START Given text

[Ian Profiri is JURIST’s Staff Correspondent for Canada. He files this dispatch from Calgary.]
Calgary Sports and Entertainment (CSEC) announced Monday that, effective September 15, all future Calgary Flames, Stampeders, and Hitmen games will require every fan and employee that is eligible to receive a COVID-19 vaccine to have done so before entering their arenas.
The announcement comes after the Edmonton Elks, one of the teams playing within the Canadian Football League (CFL), told fans that nine players have tested positive for COVID-19. The NHL’s Edmonton Oilers have yet to release an official statement, but it is rumored that they will follow in the steps of their southern provincial rivals.
As of now, the Alberta provincial government has yet to release a statement on the actions of Alberta’s professional man’s sports teams. It is unlikely that the Premier’s office would release a statement regarding a private institution’s decision, but considering the high-profile nature of the clubs, and that the actions appear to directly contradict the Premier’s insinuations that Alberta “will be open”, there is some expectation that a statement will be released.
The actions of the CESC continue a trend of private businesses that cater to hosting entertainment and events to require proof of vaccination before attending. The Toronto Blue Jays announced that they will require proof before reopening the stadium for fans last month, and smaller venues such as the Starlite Room in Edmonton are announcing that they too will be requiring proof before someone can purchase a ticket.
Universities within the province, for their part, have effectively mandated vaccinations. A letter released by co-signees the University of Alberta, University of Calgary, and University of Lethbridge states that they “will require all those coming to campus to undergo regular rapid testing” and that those “who are fully vaccinated . . . are exempt from this requirement.” As well, face masks will be required regardless of vaccination status in all public areas of the three universities. This obviously makes it very difficult to function on campus unless one has had their shots.
Opposition to the moves of the above organizations center their arguments around the idea of freedom of association and expression, both protected under Section 2 of the Canadian Charter; however, missing from the argument is the reality that the Charter only applies to government institutions, not private industries. This problem is conflated by universal masking mandates that infiltrate on the public sphere, justifiably or not. As well, entrenched and exaggerated fears over the effects of the vaccines that spread faster than accurate knowledge about their risks continue to impede progress towards a future without restrictions.
The Alberta government has a history of not abating these fears. Alberta’s Chief Medical Officer of Health (CMOH) Dr Deena Hinshaw recently announced that health and safety protocols would be lifted by August 16 citing data that showed reopening safely was possible. That deadline was pushed back to mid-September after public uproar; the aforementioned data has also yet to be released to the public despite calls for it. Alberta currently has the most active cases of Covid-19 infections and the lowest vaccination rate for any province despite a considerably smaller population.

END Given text

_Requirement A:_ For each statement, say whether it agrees with the dispatch on Alberta vaccine requirements, answering yes or no and quoting the deciding words: (i) CSEC's vaccination requirement takes effect on September 15. (ii) The Edmonton Oilers have released an official statement. (iii) At the three universities, only unvaccinated people must wear face masks in public areas.
_Requirement B:_ List every sports team named in the dispatch on Alberta vaccine requirements.
_Requirement C:_ Carry the dispatch on Alberta vaccine requirements forward from its final sentence.
The items have no connection to the dispatch on Alberta vaccine requirements.

START Excerpted records

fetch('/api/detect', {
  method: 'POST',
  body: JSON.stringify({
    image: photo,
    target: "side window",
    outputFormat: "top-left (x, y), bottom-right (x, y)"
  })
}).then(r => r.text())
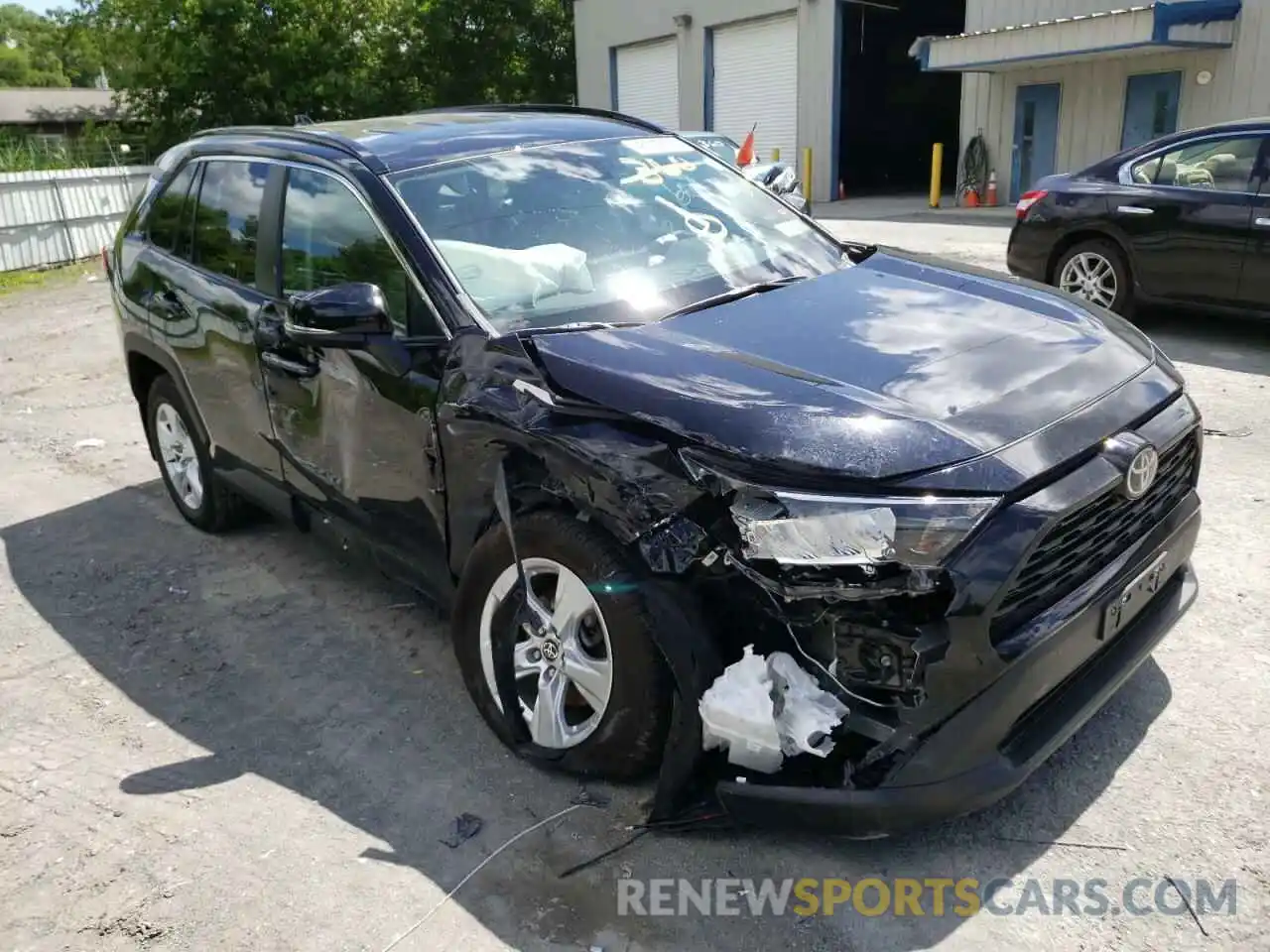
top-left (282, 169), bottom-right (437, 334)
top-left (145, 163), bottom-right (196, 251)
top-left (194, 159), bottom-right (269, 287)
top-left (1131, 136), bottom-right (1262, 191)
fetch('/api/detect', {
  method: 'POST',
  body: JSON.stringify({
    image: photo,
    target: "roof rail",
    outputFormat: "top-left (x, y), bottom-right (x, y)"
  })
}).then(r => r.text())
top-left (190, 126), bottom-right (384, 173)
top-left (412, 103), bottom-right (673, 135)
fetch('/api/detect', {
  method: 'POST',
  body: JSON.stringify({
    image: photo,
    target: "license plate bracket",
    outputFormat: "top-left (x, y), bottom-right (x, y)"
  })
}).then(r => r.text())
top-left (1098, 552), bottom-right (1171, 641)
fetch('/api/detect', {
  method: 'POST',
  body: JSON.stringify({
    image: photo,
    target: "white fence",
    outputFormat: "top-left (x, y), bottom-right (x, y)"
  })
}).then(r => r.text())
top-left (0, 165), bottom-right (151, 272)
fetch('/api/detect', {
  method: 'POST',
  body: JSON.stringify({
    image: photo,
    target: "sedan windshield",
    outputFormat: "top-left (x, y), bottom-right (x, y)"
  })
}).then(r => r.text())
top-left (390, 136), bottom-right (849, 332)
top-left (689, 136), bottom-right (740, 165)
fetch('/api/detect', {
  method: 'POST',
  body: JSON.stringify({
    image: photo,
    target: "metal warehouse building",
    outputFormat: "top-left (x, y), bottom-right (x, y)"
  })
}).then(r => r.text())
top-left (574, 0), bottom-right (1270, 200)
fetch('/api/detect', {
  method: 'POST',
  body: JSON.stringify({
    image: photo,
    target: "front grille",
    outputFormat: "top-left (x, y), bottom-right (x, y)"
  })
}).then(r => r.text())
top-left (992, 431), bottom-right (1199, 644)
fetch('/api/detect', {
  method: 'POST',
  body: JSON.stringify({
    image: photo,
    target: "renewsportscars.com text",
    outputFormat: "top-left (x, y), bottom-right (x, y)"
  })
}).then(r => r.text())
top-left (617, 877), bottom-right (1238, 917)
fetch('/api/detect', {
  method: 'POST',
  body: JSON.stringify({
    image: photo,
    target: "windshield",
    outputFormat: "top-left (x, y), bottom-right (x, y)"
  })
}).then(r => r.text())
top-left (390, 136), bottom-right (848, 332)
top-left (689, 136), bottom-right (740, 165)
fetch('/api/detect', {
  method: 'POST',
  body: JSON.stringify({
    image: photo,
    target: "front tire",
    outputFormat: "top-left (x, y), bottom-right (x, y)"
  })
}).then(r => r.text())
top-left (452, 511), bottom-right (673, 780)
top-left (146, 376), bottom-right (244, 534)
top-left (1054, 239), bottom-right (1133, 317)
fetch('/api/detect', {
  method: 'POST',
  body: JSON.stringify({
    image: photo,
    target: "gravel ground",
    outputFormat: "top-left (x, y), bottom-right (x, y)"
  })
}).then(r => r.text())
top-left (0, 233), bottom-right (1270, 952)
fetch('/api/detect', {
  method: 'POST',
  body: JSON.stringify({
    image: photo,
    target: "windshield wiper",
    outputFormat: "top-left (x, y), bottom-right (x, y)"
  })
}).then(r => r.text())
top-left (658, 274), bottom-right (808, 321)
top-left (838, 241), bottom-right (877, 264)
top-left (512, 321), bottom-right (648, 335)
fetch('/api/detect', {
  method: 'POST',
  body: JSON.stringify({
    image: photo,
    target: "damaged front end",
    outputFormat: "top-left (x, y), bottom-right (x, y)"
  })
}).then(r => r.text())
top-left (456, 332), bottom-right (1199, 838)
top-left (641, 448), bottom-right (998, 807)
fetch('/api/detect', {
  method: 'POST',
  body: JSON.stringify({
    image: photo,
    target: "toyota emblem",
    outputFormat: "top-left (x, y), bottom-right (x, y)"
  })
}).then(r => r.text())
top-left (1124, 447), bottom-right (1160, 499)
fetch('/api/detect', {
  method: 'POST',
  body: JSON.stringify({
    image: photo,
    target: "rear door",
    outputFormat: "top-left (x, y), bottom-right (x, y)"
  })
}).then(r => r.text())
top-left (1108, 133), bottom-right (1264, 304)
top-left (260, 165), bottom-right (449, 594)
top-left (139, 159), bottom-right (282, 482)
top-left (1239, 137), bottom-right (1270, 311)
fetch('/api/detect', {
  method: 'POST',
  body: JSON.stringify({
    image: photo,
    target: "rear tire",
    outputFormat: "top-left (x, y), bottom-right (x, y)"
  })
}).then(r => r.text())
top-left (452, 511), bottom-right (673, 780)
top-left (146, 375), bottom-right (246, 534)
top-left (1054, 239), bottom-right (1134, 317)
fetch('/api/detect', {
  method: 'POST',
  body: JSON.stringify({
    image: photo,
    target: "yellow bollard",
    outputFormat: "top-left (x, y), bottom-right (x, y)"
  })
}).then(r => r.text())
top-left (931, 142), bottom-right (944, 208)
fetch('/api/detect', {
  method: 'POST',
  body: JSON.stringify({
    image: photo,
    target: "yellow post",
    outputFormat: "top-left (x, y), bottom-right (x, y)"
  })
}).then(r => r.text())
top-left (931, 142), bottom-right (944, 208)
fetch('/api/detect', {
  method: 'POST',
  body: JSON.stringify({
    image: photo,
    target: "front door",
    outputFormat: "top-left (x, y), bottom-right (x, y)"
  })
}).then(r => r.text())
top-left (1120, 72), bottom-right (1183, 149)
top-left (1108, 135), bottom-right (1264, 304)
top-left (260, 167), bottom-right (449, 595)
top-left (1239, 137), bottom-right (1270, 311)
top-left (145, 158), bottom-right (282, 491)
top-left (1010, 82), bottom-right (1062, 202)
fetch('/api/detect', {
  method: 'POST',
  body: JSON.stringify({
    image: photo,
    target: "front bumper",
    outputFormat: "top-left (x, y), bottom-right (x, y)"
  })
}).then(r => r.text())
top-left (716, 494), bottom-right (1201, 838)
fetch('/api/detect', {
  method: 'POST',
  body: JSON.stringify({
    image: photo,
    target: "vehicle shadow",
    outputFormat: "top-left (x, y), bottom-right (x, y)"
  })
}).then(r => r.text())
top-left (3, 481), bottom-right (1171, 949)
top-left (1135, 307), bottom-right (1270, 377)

END Excerpted records

_Exercise answer A:_
(i) Yes: "effective September 15"
(ii) No: "have yet to release an official statement"
(iii) No: "face masks will be required regardless of vaccination status in all public areas of the three universities"

_Exercise answer B:_ Calgary Flames, Stampeders, Hitmen, Edmonton Elks, Edmonton Oilers, Toronto Blue Jays

_Exercise answer C:_
Compounding the distrust of government action within Alberta has been the on-going conflict between doctors, nurses, and other medical staff and their unions with Alberta Health Services (AHS). The government-run organization that oversees the administration of public health proposed wage rollbacks for nurses during the third wave, issued job-ads for nursing contracts that paid much more than union positions (this despite ministerial appeals to “restoring fiscal health” to public services), grossly mischaracterized the conditions of hospitals attempting to help those infected with Covid-19, and generally undermining attempts by healthcare professionals to do the work they signed up to do.
Adding to the animosity, AHS invoked a clause in the collective union agreement that allowed them to impose longer work days and cancel pre-approved vacation hours in the event of an “unforeseen emergency” in response to the increase in cases. The union stated, quite plainly, that the rise was foreseen by “every medical professional in the province” except for AHS. Medical staff is exhausted; plenty of healthcare professionals have already left Alberta citing the government’s actions during the pandemic, while the ones that stay continue to protest in favor of a healthy public healthcare system.
The actions of Alberta’s biggest sports teams may signal to the Alberta government that their actions are in direct opposition to what the majority of Albertans want. The actions and statements of the teams are highly influential, and decisions made by or about the future of their organizations have an (admittedly) out-sized impact on Albertan opinion. Add this to Albertans admiration of their medical workers (as people repeatedly observe: “Albertans love nurses. They don’t even like [Premier] Kenny”) and the Albertan leadership would do wise to fall alongside the pull of, well, everyone else.